Podcast Summary: Call Me Back LIVE in NYC – with Nadav Eyal and Amit Segal
Podcast: Call Me Back – with Dan Senor
Date: October 27, 2025
Location: The Stryker Center, New York City
Guests: Nadav Eyal (journalist, Yedioth Ahronot), Amit Segal (journalist, Channel 12/Israel Hayom)
Host: Dan Senor
Theme: Presenting the challenges and dilemmas facing Israelis to a global audience after two years of war.
Overview
This special live episode gathers over 1,400 attendees for an in-depth, unfiltered conversation about the pivotal issues facing Israel two years after October 7th. Hosts Dan Senor, with guests Nadav Eyal and Amit Segal—two of Israel’s leading journalists—reflect on the war, its aftermath, the psychological and political fallout, hostage policies, and the societal dilemmas unique to a democracy under attack. Personal stories, including that of heroic festival attendee Aner Shapira (via his mother Shira), anchor the abstract debates in poignant reality. The tone is raw, sometimes darkly humorous, and deeply engaged, striving to present the Israeli experience to both domestic and international audiences.
Key Discussion Points and Insights
1. The Cost of Values in Democracies
- Quote: “If you have values, they're going to cost you something. Democracies that appreciate life, they're going to pay a heavy price for that.” — Nadav Eyal [00:09]
- Democracies like Israel’s must pay a steeper price for their commitment to life and solidarity, in stark contrast to dictatorships.
----------
◆ **PROBLEM SET**:
1. Answer these questions using the podcast summary:
(a) At what venue was the live episode held?
(b) Roughly how many attendees does the episode gather?
(c) Who is quoted saying that democracies that appreciate life will pay a heavy price for it?
2. Duplicate the podcast summary between "Podcast Summary: Call" and "years of war.", inclusive.
The items after this are separate material, unrelated to the podcast summary.
----------
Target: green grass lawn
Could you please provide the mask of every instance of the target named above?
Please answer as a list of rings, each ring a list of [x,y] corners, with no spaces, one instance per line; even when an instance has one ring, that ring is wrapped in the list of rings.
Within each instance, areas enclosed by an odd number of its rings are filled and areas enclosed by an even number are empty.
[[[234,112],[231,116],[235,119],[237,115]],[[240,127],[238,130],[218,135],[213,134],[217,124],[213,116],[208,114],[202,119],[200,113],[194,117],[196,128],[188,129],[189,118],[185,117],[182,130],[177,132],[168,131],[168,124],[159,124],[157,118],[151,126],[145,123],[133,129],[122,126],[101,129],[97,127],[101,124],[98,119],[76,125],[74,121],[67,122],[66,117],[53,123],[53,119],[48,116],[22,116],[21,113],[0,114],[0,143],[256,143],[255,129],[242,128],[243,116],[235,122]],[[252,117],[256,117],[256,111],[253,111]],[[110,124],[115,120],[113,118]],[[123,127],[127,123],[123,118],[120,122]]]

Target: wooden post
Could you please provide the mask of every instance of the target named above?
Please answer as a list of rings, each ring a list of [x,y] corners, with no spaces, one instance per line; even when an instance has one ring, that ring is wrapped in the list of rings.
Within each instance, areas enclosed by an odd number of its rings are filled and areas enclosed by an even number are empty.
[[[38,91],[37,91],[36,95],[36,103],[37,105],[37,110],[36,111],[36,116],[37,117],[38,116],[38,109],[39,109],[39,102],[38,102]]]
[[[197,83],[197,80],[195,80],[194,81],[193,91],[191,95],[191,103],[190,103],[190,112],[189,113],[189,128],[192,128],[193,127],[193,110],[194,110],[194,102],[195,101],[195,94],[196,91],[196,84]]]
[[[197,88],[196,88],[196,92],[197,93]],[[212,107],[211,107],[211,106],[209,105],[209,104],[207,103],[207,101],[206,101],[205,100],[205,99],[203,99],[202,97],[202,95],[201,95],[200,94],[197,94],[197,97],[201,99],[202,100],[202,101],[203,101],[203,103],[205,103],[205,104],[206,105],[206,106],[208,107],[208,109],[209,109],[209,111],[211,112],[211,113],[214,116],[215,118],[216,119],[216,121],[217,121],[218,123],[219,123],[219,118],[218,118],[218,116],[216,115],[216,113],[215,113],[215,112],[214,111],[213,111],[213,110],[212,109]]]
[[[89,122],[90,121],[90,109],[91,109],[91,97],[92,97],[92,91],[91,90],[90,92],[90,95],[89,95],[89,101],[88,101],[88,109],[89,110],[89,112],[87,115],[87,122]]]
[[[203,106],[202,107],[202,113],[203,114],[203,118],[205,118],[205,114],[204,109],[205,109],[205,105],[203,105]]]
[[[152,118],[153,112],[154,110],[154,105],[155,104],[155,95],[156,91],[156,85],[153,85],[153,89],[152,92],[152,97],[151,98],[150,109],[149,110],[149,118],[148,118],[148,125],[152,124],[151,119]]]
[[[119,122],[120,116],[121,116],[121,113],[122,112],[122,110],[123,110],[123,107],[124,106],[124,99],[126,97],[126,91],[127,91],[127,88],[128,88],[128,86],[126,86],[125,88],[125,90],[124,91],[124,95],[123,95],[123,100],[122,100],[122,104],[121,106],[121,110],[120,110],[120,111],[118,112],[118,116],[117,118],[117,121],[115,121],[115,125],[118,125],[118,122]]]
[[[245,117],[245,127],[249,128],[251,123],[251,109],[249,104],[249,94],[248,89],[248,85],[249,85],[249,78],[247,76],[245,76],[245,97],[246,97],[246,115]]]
----------
◆ **TASK-BY-TASK RESULTS**:
1.
(a) The Stryker Center, New York City
(b) Over 1,400
(c) Nadav Eyal

2.
Podcast Summary: Call Me Back LIVE in NYC – with Nadav Eyal and Amit Segal
Podcast: Call Me Back – with Dan Senor
Date: October 27, 2025
Location: The Stryker Center, New York City
Guests: Nadav Eyal (journalist, Yedioth Ahronot), Amit Segal (journalist, Channel 12/Israel Hayom)
Host: Dan Senor
Theme: Presenting the challenges and dilemmas facing Israelis to a global audience after two years of war.